• **Object detection data**:

****************************************

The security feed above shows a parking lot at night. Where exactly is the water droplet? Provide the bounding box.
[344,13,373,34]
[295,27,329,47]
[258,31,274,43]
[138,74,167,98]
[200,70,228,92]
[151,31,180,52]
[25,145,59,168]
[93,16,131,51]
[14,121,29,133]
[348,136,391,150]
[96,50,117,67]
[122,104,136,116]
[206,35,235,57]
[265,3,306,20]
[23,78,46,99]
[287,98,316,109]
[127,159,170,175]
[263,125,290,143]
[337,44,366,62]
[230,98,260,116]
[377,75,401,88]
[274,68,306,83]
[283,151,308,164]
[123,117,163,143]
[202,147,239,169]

****************************************

• **Direction**: Collect each line of the entries that contains the word "above".

• **The output**:
The security feed above shows a parking lot at night. Where exactly is the water droplet? Provide the bounding box.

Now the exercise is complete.